(DIRECTIVE 1): Set down the passage of the WCS layer extraction notebook from "Goal: The goal" up to and including "decide to extract)", character for character.

(TEXT EXCERPT):

*****
## WFS Layer Extract
*****
Author: Mackenzie Rock

Date: June 3, 2025

Goal: The goal of this Jupyter notebook is to determine a foundation for extracting the relevant WCS layers identified and storing them in a suitable format for uploading to the postgreSQL database. In this section I will test:
- What layers I can extract into GeoTiff format (This will inform on what I decide to extract)
- The code to extract
- I will visualize the data to ensure I have capture it correctly
- I will test several samples overtime
- Transformation into suitable format for load

### Extraction Code

To be extracted from WCS:
- Daily Severity Rating: public:dsr
- Drought Code: public:dc
- Fire Type: public:ft
- Precipitation: public:precip
- Initial Spread Index: public:isi
- Rate of Spread: public:ros
- Surface Fuel Consumption: public:sfc
- Wind Direction: public:wdir
- Wind Speed: public:ws

In [8]:
import requests
from bs4 import BeautifulSoup

url = "https://cwfis.cfs.nrcan.gc.ca/geoserver/public/wcs?service=WCS&request=GetCapabilities&version=1.0.0"

(DATASET RECORDS):

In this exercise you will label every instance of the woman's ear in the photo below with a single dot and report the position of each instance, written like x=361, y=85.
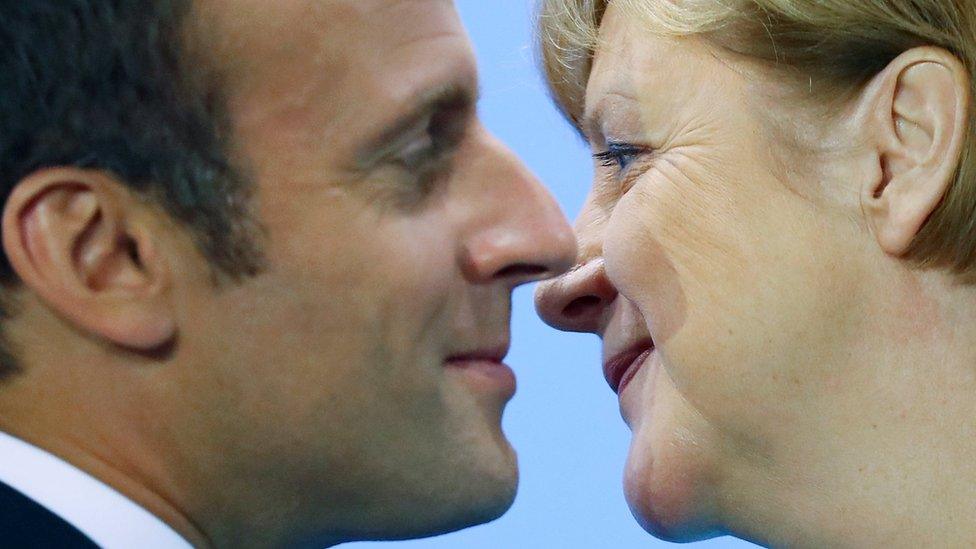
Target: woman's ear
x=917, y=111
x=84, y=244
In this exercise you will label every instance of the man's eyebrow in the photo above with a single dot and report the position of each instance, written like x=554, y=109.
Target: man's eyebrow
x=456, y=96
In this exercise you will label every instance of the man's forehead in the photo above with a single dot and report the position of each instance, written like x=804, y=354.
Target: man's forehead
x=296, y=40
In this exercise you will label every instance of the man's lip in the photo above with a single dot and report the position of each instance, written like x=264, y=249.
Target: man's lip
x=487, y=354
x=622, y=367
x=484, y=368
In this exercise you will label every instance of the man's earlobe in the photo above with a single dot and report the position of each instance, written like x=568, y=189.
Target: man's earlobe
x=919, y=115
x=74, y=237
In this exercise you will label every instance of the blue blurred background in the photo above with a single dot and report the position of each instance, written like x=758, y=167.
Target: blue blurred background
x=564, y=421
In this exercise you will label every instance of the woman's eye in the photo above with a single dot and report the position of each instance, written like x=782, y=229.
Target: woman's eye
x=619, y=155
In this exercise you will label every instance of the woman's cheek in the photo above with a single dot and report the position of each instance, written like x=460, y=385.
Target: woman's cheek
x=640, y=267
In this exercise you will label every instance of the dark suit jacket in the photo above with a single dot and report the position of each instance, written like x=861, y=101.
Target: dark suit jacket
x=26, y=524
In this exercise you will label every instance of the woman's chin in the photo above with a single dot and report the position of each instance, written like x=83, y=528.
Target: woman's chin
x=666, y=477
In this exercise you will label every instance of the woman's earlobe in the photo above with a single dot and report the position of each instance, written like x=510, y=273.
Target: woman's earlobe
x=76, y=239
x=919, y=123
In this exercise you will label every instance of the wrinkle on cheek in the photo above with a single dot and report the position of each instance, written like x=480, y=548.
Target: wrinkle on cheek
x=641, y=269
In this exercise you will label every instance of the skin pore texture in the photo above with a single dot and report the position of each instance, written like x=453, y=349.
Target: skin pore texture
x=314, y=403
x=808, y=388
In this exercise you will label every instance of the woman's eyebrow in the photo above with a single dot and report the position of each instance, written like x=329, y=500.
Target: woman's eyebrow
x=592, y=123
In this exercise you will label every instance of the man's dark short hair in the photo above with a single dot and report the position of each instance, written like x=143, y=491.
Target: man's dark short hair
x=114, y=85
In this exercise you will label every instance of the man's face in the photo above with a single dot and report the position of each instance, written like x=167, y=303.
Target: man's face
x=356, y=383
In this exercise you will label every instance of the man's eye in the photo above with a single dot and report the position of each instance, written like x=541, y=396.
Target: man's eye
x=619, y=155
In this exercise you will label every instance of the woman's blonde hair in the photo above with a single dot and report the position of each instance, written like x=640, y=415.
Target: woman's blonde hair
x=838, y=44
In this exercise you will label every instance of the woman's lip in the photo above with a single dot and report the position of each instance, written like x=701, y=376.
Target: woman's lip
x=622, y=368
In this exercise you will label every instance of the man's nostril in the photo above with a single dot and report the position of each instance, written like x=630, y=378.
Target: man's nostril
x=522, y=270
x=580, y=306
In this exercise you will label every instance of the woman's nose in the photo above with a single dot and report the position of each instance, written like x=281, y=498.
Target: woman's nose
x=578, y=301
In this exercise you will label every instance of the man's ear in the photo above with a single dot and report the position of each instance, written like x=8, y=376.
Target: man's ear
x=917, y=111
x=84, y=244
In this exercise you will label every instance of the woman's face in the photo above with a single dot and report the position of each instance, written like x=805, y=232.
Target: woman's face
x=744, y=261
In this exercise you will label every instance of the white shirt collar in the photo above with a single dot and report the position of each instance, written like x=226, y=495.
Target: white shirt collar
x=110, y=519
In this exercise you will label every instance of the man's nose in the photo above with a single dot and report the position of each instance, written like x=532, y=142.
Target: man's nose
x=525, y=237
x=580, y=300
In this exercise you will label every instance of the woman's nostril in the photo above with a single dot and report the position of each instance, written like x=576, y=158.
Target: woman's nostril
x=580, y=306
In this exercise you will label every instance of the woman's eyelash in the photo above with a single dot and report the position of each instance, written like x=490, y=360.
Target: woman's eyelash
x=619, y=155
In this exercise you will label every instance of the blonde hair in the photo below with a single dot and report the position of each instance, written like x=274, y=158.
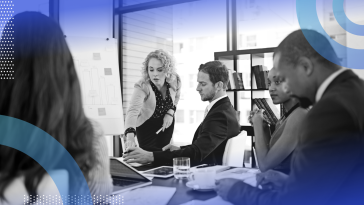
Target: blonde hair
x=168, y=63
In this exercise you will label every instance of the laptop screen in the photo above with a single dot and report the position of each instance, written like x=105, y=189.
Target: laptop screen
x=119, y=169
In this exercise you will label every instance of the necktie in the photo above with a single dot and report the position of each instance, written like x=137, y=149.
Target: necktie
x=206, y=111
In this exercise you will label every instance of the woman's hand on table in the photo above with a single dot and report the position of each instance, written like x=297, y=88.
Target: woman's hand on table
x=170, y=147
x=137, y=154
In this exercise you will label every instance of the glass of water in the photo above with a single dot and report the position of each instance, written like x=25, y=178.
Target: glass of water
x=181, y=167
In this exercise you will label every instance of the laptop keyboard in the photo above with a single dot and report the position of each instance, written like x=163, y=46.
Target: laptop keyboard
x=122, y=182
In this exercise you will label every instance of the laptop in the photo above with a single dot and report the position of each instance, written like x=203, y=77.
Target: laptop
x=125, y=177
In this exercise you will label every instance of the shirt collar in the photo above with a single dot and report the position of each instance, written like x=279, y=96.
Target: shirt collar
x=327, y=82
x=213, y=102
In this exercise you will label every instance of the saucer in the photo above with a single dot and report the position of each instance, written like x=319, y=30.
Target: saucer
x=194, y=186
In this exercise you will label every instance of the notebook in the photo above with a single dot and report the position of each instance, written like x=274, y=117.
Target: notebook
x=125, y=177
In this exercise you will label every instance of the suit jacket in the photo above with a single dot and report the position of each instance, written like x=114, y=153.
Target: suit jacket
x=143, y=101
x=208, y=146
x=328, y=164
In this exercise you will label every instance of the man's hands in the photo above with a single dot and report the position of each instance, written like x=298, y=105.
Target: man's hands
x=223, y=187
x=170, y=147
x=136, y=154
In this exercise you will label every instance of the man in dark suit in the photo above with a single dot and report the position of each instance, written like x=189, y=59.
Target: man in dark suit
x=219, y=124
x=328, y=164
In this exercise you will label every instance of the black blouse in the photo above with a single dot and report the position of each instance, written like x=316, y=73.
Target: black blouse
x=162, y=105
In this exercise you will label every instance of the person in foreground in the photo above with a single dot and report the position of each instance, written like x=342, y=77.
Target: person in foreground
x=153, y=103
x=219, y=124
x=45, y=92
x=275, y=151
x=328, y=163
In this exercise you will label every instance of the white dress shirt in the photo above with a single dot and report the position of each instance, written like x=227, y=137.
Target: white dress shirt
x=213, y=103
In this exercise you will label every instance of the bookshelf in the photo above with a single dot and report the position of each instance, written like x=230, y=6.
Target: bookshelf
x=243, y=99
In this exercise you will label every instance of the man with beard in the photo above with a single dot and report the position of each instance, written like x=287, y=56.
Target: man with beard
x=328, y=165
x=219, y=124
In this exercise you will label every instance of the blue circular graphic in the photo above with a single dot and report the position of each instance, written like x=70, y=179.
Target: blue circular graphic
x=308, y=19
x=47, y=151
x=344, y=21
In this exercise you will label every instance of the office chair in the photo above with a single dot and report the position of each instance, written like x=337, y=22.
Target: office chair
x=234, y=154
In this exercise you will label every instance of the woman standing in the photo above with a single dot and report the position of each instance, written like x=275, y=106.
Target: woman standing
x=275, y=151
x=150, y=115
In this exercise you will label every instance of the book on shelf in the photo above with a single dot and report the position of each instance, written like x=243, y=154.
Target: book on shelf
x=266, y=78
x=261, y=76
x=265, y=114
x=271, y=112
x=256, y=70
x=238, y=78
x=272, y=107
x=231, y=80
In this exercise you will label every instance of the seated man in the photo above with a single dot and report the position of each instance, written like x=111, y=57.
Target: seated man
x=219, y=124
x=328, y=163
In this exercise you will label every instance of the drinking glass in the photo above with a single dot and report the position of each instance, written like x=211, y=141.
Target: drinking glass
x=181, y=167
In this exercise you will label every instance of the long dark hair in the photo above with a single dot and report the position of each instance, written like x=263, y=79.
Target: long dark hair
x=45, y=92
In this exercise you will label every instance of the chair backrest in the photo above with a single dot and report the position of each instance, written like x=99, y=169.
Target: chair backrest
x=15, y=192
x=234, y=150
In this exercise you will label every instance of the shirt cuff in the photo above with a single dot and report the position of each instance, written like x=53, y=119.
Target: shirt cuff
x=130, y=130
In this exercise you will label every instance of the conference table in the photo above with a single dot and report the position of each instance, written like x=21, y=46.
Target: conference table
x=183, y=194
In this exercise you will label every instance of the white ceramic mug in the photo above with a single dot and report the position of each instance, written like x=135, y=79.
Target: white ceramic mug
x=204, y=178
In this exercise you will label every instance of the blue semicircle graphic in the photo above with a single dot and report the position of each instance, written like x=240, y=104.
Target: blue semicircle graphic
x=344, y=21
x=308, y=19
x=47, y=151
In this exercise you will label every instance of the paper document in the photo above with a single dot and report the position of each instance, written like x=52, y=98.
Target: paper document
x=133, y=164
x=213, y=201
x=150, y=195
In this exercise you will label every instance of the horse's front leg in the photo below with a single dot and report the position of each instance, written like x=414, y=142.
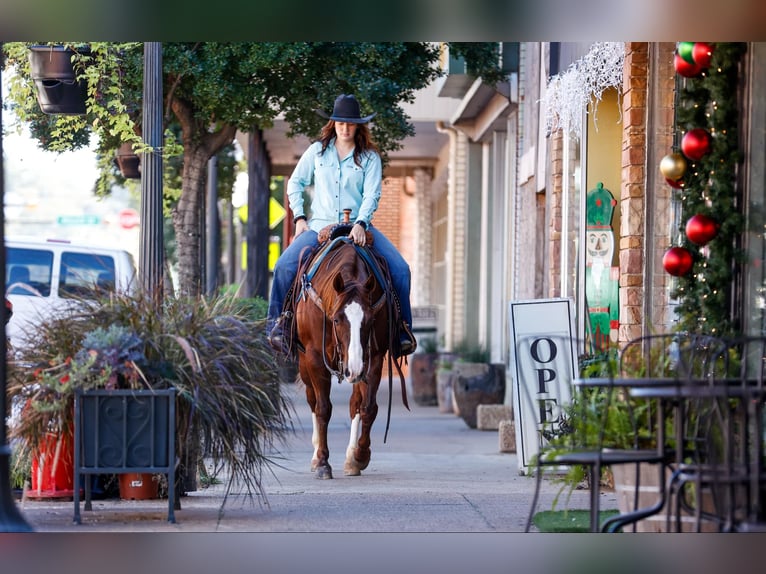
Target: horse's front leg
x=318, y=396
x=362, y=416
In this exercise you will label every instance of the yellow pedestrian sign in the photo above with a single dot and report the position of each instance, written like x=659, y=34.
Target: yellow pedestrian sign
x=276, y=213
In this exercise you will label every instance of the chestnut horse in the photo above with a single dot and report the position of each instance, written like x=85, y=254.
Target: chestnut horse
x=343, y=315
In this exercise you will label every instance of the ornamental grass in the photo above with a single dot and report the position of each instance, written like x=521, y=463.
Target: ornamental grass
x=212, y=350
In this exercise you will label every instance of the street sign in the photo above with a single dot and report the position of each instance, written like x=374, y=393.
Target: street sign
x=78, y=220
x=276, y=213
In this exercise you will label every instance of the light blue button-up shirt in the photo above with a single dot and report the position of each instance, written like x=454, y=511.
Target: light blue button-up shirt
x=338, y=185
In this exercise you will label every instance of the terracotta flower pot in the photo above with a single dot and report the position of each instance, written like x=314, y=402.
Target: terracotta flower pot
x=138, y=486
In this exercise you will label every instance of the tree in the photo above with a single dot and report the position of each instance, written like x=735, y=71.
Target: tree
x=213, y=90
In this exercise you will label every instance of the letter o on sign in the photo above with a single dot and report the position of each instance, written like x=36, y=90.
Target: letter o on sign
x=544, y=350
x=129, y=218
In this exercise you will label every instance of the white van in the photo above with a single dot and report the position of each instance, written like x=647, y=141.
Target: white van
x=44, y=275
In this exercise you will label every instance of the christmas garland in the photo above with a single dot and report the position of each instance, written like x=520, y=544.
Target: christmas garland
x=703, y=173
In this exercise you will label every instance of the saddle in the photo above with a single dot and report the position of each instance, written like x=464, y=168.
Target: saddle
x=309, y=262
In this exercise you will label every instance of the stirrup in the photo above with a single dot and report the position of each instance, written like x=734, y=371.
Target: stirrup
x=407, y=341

(DIRECTIVE 2): Revise the rows from the first one up to and including the line with "x=26, y=524", replacing "photo" with "image" and leaving everything else unchanged. Return only those lines, and leave out the pictures.

(FINAL RESULT 1):
Goal: The goal of this Jupyter notebook is to determine a foundation for extracting the relevant WCS layers identified and storing them in a suitable format for uploading to the postgreSQL database. In this section I will test:
- What layers I can extract into GeoTiff format (This will inform on what I decide to extract)

(FINAL RESULT 2):
In this exercise you will label every instance of the woman's ear in the image below with a single dot and report the position of each instance, written like x=361, y=85.
Target: woman's ear
x=917, y=111
x=84, y=244
In this exercise you will label every instance of the man's eyebrow in the image above with a single dot and report the position of each instance, written like x=554, y=109.
Target: man's eyebrow
x=456, y=96
In this exercise you will label every instance of the man's forehead in the image above with a single dot and report the position of each instance, written like x=804, y=354.
Target: man's forehead
x=296, y=40
In this exercise you will label every instance of the man's lip in the image above with a single dot and report the position of each instance, written like x=264, y=249.
Target: man's lip
x=487, y=354
x=622, y=367
x=484, y=368
In this exercise you will label every instance of the man's earlobe in the image above with a single dot and report the position of each instance, written like x=568, y=189.
Target: man's earlobe
x=919, y=115
x=74, y=237
In this exercise you will label every instance of the blue blurred background in the image above with a single dot and report the position of each instance, written like x=758, y=167.
Target: blue blurred background
x=564, y=421
In this exercise you will label every instance of the woman's eye in the image above with a single dot and report the position of each instance, written like x=782, y=229.
Target: woman's eye
x=619, y=155
In this exercise you will label every instance of the woman's cheek in the image above with a single dot and report the position of each instance, written like x=460, y=385.
Target: woman's cheek
x=640, y=267
In this exercise you will label every instance of the dark suit jacket in the image above with a single dot and report the position of each instance, written like x=861, y=101.
Target: dark suit jacket
x=26, y=524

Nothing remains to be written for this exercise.